## JOB
Make an exact copy of the records, with the pictures left out.

## STORED RECORDS

────

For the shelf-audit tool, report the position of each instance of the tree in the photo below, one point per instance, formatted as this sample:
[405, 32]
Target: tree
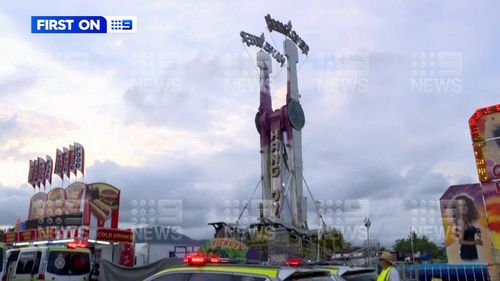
[420, 244]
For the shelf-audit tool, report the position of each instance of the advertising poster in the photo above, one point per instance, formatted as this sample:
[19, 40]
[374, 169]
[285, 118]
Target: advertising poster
[94, 205]
[491, 193]
[485, 131]
[37, 206]
[75, 198]
[224, 248]
[467, 236]
[103, 205]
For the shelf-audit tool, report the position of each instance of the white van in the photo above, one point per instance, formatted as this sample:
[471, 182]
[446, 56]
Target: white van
[2, 259]
[52, 263]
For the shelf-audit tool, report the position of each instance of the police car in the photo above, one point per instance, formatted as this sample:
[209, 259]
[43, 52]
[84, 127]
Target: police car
[201, 268]
[70, 263]
[351, 273]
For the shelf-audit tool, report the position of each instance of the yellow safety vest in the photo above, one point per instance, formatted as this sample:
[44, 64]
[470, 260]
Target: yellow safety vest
[384, 275]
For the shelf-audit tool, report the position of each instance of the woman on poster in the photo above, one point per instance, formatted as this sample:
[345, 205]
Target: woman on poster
[469, 236]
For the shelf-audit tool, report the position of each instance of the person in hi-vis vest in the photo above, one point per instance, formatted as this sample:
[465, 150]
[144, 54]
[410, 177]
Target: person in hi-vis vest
[389, 272]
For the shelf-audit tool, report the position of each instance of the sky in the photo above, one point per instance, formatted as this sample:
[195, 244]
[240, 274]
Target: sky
[168, 113]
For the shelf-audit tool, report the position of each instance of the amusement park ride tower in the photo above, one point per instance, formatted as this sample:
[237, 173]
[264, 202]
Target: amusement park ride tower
[283, 208]
[281, 145]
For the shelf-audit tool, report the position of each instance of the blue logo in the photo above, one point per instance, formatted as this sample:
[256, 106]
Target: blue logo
[83, 24]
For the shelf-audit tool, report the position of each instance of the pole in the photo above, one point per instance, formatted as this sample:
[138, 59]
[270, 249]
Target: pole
[412, 250]
[368, 223]
[319, 229]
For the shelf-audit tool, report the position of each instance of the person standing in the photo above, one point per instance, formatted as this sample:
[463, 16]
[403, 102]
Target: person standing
[389, 272]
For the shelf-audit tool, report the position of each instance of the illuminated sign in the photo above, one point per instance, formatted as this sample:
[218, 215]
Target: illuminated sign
[275, 154]
[252, 40]
[274, 25]
[114, 235]
[485, 132]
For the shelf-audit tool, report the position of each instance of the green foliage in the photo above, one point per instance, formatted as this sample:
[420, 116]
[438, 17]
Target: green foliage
[420, 244]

────

## EXERCISE ANSWER
For the shelf-audit tool, report the position of each instance of the tree in the photo below, one point per instance, formatted as this sample:
[405, 32]
Target: tree
[420, 244]
For the shelf-audit tool, report the position of each instance of the advertising poster in the photo above, one point per instance, formatted as this sample:
[19, 40]
[374, 169]
[285, 118]
Target: advertising poster
[94, 205]
[491, 193]
[485, 131]
[37, 206]
[75, 198]
[224, 248]
[467, 236]
[103, 205]
For the shelf-audit tool, report the position of each instance of the white van in the photo above, one point per instance, formatted as this sample:
[471, 182]
[446, 56]
Target: white van
[2, 259]
[52, 263]
For the shelf-audit tool, report the position of each instance of the police car in the photo above, one point per instance, formatted as this sample:
[209, 259]
[43, 52]
[84, 127]
Target: police car
[201, 268]
[70, 263]
[351, 273]
For the shelf-audit tool, report the position of each instance of the yellow safety vest in the photo above, one point per instance, formatted as this sample:
[44, 64]
[470, 260]
Target: yellow safety vest
[384, 275]
For the shelf-audit tool, report the position of each instance of the woman on poster in the photo above, one point per instance, formatted as this sample:
[345, 205]
Target: woman on poster
[469, 236]
For the shelf-audit tool, report the position of each instance of the person in hi-vis vest in the photo above, one point per instance, formatted as this sample:
[465, 150]
[144, 54]
[410, 177]
Target: person in hi-vis vest
[389, 272]
For the shelf-audit tool, report the position of each instance of the sky in the photo above, one point per instance, formatted as this sample:
[195, 244]
[240, 274]
Target: sky
[168, 113]
For the shelf-audit tool, report the position of each instance of the amusement park ride tower in the photo above, one point per instance, formatted as this sample:
[237, 173]
[264, 202]
Target: amusement park ride tower
[283, 208]
[281, 145]
For the shelf-audit tool, report the position of each instance of the blue logo in the photo above, one point per instance, formatted as this sample:
[256, 106]
Target: blue logo
[83, 24]
For the shelf-audit tool, report the position of each instance of the pole in the photo above, one point per instance, formatted as this sample:
[138, 59]
[270, 249]
Target: pole
[412, 250]
[368, 223]
[319, 229]
For the shelf-audit tool, report the position of each instance of the person standing in the photo above, one point per instance, formatted as this sample:
[463, 16]
[403, 102]
Target: person standing
[389, 272]
For the shelf-audit tool, report the position of each instance of the illuminated sign in the photo above, one point per instance, formatted as this sample:
[218, 215]
Target: illuminated sign
[275, 154]
[252, 40]
[274, 25]
[114, 235]
[485, 132]
For the shelf-audit tool, report the position of each instance of the green foliage in the photo above, one point per instance, formatted as this sample:
[420, 116]
[438, 17]
Target: green foliage
[420, 244]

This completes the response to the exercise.